**Problem requirements**
Render the stretch of the records below, from the line containing "the snow mound" through the line containing "[69, 271, 106, 278]", as a Markdown table. Use two columns, Row for each line's number and Line for its text, and leave out blank lines.

**Records shown**
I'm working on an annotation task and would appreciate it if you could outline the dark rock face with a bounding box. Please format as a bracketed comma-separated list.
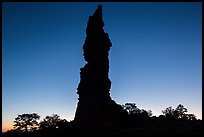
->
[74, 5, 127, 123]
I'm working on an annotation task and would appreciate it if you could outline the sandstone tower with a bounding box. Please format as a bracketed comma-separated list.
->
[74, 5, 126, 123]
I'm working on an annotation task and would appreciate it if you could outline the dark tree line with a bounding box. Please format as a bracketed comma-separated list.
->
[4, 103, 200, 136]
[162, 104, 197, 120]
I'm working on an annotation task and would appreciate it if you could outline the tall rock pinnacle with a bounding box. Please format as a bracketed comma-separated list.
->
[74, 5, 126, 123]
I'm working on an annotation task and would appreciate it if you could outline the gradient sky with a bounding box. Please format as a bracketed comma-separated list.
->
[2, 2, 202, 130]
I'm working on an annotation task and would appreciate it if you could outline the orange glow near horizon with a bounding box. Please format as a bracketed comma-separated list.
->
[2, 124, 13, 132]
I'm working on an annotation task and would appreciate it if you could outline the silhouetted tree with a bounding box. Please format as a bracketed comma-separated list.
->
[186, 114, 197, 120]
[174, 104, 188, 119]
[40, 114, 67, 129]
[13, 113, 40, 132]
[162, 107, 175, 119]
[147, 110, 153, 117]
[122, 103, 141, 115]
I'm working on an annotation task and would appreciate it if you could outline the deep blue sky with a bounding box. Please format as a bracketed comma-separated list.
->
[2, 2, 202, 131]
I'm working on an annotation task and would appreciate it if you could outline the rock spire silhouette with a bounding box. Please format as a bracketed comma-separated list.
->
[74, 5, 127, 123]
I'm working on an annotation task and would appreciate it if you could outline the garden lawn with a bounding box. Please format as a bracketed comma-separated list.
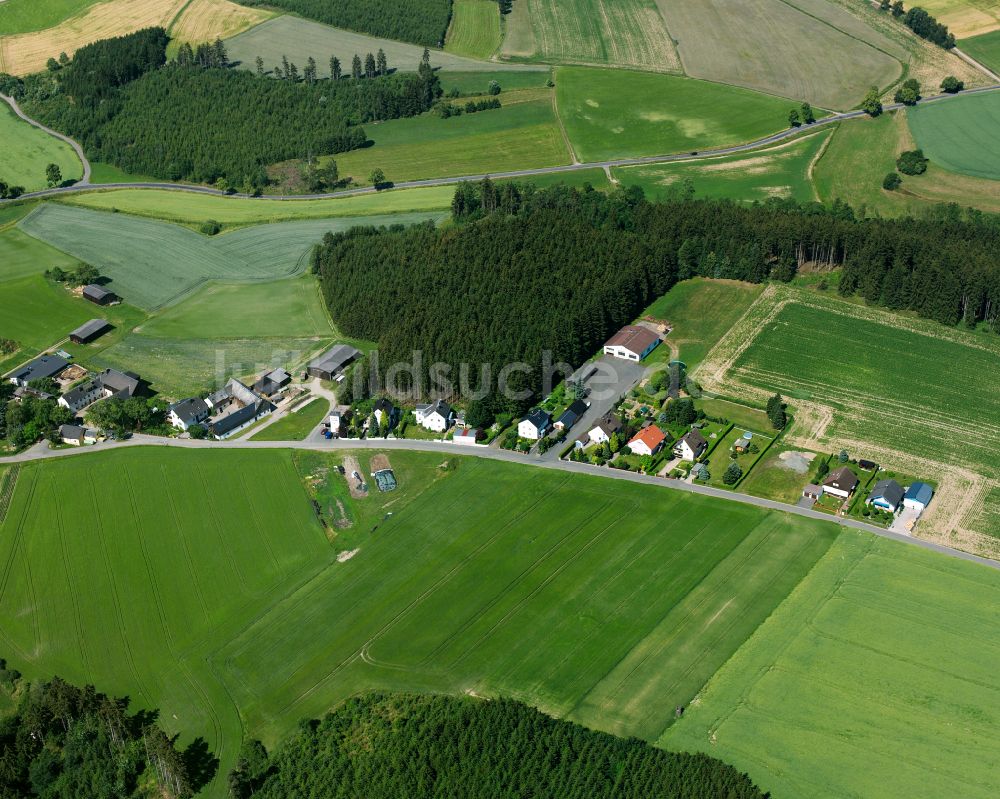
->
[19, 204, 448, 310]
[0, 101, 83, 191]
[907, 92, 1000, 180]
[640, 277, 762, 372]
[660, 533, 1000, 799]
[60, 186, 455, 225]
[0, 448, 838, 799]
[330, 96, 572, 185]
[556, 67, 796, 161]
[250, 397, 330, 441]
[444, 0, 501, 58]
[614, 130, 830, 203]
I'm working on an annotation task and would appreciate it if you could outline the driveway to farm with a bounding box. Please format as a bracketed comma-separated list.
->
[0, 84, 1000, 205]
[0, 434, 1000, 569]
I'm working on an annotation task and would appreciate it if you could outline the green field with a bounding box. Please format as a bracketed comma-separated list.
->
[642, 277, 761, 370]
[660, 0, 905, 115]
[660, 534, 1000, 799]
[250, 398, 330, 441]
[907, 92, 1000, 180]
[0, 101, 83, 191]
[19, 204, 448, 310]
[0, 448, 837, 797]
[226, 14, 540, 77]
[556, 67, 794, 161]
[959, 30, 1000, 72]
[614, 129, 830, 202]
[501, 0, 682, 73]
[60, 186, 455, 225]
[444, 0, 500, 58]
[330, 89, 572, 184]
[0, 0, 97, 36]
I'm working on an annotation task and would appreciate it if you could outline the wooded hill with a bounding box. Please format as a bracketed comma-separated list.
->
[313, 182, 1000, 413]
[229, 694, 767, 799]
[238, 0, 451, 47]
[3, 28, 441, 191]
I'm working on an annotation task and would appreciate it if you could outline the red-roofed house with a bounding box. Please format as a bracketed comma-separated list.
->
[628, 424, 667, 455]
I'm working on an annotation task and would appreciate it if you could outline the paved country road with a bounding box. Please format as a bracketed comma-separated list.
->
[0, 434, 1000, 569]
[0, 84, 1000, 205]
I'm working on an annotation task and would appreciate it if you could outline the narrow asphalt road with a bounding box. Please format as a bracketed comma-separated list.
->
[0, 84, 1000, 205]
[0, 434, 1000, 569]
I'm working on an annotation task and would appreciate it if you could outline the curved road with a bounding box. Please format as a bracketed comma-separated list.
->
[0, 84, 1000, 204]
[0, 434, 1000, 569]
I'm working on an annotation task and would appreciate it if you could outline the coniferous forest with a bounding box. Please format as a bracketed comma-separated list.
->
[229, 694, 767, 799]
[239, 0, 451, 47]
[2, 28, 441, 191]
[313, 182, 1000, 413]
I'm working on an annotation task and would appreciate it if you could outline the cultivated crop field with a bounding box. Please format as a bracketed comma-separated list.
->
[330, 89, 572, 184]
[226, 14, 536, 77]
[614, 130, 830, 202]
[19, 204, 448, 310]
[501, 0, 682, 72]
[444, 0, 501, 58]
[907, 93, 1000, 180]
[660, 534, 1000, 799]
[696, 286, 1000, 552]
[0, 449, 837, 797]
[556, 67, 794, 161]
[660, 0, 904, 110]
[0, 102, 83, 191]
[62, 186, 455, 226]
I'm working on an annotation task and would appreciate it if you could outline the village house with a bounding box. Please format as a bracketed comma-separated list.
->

---

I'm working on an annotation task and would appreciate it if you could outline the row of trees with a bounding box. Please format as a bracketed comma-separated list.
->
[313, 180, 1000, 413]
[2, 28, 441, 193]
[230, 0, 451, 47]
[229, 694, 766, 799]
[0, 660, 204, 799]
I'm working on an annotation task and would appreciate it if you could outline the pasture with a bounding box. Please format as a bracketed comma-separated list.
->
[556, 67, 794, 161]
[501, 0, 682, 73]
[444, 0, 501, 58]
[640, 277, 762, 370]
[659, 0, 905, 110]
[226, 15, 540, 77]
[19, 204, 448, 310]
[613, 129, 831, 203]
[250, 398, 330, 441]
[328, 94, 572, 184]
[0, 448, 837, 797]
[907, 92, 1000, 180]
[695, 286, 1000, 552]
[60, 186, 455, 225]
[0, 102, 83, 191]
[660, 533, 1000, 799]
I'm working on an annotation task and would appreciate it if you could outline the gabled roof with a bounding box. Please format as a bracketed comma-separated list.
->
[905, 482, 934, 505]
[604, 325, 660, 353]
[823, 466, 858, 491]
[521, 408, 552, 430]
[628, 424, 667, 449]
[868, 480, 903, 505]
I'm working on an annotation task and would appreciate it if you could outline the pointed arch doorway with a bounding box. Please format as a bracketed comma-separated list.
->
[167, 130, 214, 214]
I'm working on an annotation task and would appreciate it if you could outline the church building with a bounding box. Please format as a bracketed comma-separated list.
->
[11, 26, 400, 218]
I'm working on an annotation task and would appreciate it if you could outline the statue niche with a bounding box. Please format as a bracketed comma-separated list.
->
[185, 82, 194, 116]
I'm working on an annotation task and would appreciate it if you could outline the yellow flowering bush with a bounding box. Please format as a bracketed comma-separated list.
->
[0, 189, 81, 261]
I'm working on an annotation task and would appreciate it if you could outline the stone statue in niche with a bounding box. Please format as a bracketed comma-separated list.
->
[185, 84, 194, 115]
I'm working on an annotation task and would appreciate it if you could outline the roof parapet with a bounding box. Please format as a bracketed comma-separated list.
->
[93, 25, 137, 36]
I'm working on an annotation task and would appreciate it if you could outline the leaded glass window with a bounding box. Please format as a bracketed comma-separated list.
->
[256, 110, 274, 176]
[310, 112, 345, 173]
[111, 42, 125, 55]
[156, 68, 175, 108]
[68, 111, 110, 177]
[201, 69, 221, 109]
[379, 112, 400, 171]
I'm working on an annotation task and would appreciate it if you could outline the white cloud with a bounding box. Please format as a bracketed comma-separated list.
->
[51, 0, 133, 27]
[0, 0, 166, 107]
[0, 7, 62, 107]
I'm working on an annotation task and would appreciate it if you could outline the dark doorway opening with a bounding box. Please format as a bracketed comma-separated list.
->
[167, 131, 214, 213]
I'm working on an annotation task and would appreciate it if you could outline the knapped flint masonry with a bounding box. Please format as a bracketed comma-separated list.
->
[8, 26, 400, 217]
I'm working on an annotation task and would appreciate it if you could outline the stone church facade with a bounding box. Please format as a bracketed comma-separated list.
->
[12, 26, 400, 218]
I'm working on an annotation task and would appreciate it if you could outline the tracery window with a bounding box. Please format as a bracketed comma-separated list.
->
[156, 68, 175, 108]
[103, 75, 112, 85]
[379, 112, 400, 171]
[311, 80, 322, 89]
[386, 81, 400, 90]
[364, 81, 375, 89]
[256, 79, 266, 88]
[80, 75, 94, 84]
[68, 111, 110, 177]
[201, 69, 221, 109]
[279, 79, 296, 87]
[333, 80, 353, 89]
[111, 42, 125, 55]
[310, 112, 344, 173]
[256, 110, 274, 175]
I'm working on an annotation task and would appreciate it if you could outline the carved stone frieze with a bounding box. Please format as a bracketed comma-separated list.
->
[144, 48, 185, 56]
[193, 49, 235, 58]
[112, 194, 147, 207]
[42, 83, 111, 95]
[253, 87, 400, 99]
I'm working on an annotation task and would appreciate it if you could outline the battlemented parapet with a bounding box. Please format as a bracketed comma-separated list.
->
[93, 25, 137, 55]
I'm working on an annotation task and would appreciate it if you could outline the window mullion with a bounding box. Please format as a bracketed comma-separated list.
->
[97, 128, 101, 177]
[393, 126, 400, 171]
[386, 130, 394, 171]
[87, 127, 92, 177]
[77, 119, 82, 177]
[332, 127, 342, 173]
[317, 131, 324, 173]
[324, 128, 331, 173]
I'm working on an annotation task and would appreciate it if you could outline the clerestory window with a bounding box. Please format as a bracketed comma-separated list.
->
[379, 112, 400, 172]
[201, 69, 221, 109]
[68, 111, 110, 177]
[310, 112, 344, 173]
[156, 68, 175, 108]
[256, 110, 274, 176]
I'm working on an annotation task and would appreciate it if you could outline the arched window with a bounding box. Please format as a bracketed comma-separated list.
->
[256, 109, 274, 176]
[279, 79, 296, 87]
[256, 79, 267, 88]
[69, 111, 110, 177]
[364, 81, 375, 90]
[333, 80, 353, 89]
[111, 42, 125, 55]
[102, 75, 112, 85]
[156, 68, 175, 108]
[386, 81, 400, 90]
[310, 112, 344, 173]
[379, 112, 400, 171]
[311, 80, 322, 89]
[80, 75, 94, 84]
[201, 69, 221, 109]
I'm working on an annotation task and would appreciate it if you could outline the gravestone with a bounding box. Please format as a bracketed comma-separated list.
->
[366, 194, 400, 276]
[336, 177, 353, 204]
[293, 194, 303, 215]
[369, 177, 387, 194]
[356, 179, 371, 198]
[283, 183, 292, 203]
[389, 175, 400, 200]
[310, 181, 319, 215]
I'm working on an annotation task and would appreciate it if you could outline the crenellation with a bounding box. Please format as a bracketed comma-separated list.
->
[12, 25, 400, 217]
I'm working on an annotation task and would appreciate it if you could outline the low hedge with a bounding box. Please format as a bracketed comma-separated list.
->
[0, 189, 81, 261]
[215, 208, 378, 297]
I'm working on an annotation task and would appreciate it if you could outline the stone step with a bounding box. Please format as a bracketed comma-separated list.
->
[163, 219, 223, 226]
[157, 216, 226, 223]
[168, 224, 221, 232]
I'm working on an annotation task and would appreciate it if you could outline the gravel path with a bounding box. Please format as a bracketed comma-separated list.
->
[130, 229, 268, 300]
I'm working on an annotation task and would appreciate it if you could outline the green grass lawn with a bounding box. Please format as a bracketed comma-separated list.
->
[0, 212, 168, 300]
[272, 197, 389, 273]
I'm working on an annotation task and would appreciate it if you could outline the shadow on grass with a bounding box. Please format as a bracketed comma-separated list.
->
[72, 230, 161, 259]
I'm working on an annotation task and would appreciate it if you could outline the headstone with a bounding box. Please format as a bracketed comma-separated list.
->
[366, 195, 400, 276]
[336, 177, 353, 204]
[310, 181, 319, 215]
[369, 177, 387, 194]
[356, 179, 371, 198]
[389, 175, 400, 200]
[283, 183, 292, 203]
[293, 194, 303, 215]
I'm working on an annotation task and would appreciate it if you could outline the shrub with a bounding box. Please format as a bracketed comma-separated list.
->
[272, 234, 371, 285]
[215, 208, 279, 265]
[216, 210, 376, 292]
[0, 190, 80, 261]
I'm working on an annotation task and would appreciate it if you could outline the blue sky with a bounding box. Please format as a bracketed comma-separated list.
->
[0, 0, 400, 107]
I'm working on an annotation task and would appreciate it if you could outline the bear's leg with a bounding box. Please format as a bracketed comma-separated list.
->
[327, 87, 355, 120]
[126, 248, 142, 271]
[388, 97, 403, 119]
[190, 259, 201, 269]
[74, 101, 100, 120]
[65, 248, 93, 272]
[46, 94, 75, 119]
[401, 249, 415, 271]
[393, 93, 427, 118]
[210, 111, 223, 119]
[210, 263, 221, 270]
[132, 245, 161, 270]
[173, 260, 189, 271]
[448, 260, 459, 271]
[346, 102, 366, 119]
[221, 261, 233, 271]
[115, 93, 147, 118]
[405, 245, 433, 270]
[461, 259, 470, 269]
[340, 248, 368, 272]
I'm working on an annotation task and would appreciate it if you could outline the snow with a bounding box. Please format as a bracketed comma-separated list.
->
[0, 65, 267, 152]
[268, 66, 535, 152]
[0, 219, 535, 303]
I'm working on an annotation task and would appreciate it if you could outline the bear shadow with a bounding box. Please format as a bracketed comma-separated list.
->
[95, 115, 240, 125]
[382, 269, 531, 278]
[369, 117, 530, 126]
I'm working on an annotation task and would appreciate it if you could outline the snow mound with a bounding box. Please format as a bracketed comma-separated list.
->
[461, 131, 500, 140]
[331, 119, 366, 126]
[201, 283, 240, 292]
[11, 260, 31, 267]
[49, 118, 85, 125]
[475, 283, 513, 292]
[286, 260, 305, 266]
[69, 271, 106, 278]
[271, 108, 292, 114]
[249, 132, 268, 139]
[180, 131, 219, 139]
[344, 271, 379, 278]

**Answer to the problem**
| Row | Line |
|---|---|
| 1 | I'm working on an annotation task and would appreciate it if you could outline the snow mound with a bounding box. Please format as a bracketed comma-separated list. |
| 2 | -> |
| 3 | [461, 131, 500, 140] |
| 4 | [331, 119, 366, 126] |
| 5 | [201, 283, 240, 292] |
| 6 | [11, 260, 31, 267] |
| 7 | [49, 118, 85, 125] |
| 8 | [475, 283, 513, 292] |
| 9 | [286, 260, 305, 266] |
| 10 | [69, 271, 106, 278] |